◆ Texte d'étude
▬▬▬▬▬▬▬▬▬▬
Cet archevêque voulut se rendre lui-même sur les lieux avec de nombreux ecclésiastiques et son vicaire pour constater la vérité des faits, et il y trouva des milliers de fidèles. Il ordonna la restauration de l’effigie, quelque peu abîmée en diverses parties. Ayant déjà recueilli la somme de six cents écus à titre d’offrandes, il chargea d’excellents artistes de dessiner un sanctuaire, en insistant pour que les fondations en soient posées sans tarder.
Pour accroître la gloire de Marie et la dévotion des fidèles envers une Mère si puissante, il ordonna de couvrir provisoirement et avec soin la niche où l’on vénère l’image miraculeuse, et d’ériger un autel pour la célébration de la sainte Messe.
Ces dispositions apportèrent une consolation indicible aux fidèles, et à partir de ce moment, le nombre de personnes venant de tous les horizons augmenta chaque jour.
L’image pieuse n’avait pas une appellation particulière, et le pieux archevêque jugea qu’elle devait être vénérée sous le nom d’Auxilium Christianorum, qui semblait le plus approprié à l’attitude de la Vierge. Il a également prévu qu’il y aurait toujours un prêtre en charge du sanctuaire ou un laïc de bonne réputation.
▬▬▬▬▬▬▬▬▬▬
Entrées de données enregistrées
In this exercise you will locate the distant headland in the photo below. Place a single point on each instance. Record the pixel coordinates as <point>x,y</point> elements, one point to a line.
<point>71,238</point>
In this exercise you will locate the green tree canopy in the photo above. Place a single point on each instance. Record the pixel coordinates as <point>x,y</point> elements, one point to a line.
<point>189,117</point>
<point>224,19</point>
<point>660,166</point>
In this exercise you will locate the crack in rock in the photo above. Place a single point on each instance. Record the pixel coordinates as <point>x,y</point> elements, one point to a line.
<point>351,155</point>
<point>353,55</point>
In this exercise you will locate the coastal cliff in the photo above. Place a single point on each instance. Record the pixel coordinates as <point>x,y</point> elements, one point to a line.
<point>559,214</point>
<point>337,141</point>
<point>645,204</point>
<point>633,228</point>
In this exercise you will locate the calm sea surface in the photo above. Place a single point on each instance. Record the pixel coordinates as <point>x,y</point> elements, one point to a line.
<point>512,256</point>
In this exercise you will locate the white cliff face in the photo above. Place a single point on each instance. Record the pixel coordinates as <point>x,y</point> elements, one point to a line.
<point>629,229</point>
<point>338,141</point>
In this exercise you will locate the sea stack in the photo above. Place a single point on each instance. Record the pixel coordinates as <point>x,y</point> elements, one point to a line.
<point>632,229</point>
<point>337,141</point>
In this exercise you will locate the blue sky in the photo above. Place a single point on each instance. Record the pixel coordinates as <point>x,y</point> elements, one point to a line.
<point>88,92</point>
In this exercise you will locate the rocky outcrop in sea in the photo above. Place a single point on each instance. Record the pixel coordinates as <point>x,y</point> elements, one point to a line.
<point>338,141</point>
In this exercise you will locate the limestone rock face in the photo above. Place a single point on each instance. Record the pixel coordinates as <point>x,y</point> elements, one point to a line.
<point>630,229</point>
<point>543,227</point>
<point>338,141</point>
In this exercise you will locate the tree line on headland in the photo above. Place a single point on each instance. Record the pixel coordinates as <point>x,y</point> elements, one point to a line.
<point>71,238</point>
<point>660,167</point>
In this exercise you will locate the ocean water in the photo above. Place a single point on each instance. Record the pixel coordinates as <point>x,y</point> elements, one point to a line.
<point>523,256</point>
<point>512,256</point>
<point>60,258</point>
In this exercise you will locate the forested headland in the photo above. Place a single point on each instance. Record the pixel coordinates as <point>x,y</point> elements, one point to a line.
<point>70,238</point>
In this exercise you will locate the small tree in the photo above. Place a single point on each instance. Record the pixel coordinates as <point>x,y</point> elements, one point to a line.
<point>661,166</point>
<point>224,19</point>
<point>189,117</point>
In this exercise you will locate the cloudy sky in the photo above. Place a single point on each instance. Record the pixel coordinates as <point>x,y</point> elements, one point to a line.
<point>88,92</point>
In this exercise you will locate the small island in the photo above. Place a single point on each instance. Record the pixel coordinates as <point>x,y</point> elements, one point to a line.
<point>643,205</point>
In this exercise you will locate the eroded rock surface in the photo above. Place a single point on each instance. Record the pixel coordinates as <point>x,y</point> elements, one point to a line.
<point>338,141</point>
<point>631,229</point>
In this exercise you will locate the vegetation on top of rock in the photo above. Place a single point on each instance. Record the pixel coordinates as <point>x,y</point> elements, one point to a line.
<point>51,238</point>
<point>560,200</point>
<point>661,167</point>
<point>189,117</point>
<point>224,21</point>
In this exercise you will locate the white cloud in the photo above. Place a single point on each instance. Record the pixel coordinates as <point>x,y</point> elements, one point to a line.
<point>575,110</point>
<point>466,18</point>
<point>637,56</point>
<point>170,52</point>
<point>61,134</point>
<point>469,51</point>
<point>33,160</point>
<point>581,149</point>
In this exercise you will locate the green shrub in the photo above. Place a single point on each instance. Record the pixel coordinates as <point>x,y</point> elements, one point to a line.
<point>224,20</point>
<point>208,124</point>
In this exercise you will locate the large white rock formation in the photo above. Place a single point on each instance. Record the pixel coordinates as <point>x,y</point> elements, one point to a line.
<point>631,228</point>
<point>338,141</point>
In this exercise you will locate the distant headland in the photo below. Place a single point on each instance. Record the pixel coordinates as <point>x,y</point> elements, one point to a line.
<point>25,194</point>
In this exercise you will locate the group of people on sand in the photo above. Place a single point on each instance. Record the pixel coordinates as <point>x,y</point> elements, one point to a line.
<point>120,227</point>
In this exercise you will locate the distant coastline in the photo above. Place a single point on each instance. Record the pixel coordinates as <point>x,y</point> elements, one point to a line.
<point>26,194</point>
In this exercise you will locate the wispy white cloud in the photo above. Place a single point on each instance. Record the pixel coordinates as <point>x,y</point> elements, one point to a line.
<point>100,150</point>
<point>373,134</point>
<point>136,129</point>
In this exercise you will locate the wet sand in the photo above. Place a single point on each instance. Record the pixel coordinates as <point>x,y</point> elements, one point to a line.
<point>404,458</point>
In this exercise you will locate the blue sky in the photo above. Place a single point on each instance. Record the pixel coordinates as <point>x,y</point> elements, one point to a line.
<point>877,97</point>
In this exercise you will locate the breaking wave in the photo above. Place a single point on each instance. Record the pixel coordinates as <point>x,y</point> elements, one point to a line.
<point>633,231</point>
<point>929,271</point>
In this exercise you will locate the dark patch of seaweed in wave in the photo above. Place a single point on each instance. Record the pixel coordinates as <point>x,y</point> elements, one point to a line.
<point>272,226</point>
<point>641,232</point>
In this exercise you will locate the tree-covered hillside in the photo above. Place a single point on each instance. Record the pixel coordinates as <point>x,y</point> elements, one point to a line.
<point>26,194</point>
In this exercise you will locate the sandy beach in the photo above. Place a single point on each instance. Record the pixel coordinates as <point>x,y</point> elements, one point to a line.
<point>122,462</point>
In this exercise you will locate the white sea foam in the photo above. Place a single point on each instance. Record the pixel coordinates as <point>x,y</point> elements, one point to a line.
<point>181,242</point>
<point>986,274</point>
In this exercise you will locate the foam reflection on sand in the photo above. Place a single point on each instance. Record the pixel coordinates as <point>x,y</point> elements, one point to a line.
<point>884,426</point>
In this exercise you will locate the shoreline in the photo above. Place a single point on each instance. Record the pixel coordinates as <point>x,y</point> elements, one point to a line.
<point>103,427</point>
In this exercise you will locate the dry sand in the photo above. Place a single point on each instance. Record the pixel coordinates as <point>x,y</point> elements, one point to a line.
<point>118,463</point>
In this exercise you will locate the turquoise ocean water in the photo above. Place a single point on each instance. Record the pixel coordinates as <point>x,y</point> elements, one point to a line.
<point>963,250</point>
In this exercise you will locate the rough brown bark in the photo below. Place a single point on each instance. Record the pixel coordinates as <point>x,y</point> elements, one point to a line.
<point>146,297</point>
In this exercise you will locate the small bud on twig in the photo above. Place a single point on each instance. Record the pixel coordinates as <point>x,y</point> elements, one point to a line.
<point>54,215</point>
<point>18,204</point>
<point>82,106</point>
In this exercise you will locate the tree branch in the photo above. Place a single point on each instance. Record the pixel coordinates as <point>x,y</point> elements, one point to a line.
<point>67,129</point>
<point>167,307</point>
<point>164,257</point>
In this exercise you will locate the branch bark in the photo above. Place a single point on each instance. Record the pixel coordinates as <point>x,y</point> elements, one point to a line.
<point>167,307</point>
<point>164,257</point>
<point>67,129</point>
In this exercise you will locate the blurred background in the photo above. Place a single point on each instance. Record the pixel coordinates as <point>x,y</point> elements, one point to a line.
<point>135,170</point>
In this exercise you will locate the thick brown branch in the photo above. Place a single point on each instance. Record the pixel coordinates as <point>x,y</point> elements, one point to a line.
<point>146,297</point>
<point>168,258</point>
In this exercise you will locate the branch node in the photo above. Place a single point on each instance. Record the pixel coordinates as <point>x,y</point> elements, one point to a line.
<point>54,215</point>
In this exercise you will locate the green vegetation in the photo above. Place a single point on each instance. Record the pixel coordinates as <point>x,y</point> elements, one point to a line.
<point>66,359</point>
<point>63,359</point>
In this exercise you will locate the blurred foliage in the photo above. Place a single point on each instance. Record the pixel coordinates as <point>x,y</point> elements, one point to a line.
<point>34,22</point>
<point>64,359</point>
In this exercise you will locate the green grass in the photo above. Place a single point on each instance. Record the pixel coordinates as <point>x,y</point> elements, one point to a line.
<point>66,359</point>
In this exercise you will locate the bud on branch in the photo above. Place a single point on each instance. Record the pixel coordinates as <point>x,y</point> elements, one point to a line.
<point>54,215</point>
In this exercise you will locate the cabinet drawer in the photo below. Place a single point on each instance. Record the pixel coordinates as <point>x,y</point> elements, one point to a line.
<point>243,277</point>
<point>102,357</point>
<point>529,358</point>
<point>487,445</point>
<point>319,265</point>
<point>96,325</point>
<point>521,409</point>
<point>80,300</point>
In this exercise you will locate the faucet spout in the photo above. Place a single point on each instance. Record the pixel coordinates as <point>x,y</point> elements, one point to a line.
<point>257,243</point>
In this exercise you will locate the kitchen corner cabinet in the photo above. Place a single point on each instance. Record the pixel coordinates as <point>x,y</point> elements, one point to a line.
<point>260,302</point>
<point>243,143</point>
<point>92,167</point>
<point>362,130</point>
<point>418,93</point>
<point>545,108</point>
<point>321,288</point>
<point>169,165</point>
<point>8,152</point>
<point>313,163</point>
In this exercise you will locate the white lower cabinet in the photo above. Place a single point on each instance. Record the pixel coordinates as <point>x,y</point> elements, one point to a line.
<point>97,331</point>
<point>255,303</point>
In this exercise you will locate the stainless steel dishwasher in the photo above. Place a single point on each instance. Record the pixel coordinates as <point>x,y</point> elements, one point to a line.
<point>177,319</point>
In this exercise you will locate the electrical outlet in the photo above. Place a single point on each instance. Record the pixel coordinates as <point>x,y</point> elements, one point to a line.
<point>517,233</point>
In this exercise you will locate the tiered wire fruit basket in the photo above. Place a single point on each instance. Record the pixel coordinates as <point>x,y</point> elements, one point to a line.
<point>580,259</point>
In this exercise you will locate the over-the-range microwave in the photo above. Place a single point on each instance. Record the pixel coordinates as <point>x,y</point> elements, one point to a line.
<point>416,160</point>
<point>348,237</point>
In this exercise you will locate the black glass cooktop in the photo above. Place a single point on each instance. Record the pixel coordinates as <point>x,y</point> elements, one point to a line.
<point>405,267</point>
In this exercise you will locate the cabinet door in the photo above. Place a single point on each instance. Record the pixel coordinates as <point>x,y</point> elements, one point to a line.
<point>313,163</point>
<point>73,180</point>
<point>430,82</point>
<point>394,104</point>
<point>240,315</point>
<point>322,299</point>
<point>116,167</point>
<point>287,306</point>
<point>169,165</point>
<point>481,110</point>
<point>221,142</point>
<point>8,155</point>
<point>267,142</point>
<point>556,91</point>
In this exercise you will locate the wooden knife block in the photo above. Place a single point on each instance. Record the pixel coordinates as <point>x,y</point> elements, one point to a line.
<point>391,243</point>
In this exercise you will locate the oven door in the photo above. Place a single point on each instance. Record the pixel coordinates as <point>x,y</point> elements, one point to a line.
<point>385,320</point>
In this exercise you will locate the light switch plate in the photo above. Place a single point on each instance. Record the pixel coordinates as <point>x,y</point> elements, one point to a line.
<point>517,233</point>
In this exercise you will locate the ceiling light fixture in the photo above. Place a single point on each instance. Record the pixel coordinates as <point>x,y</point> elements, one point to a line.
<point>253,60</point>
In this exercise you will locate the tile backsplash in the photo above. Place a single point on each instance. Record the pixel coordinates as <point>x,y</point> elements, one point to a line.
▬▬▬▬▬▬▬▬▬▬
◆ Consignes
A: Dans le texte sur l'image de la Vierge, quelle somme l'archevêque avait-il déjà recueillie en offrandes ?
B: Dressez la liste de toutes les mesures que l'archevêque ordonne ou prévoit, d'après le texte sur l'image de la Vierge, une fois arrivé sur les lieux.
C: Rédigez la suite du texte sur l'image de la Vierge, en partant de sa dernière phrase.

◆ Résultats attendus
A: Il avait déjà recueilli six cents écus.

B:
- Il ordonne la restauration de l'effigie.
- Il charge d'excellents artistes de dessiner un sanctuaire et demande que les fondations en soient posées sans tarder.
- Il ordonne de couvrir provisoirement et avec soin la niche où l'on vénère l'image miraculeuse.
- Il fait ériger un autel pour la célébration de la sainte Messe.
- Il décide que l'image sera vénérée sous le nom d'Auxilium Christianorum.
- Il prévoit qu'un prêtre ou un laïc de bonne réputation sera toujours en charge du sanctuaire.

C:
Le rapport de ce prélat se termine par le récit d’un nouveau trait de la bonté de Marie invoquée aux pieds de cette image.
« Une jeune fille d’Acquaviva était en période de probation dans ce monastère de Sainte-Marie de l’Étoile comme sœur converse. Atteinte d’une maladie rhumatismale générale, tous ses membres étant paralysés, elle fut obligée de retourner dans sa famille.
« Malgré tous les remèdes essayés par ses parents, elle ne put jamais être guérie et depuis quatre ans elle était continuellement alitée, victime d’une affection chronique. Entendant parler des grâces de cette merveilleuse image, elle souhaita y être portée sur un char. Dès qu’elle se trouva devant la vénérable image, elle connut une amélioration remarquable, et peu après elle retrouva l’usage de tous ses membres et retourna à pied à sa maison. On raconte également de grandes grâces obtenues par des personnes originaires de Foligno.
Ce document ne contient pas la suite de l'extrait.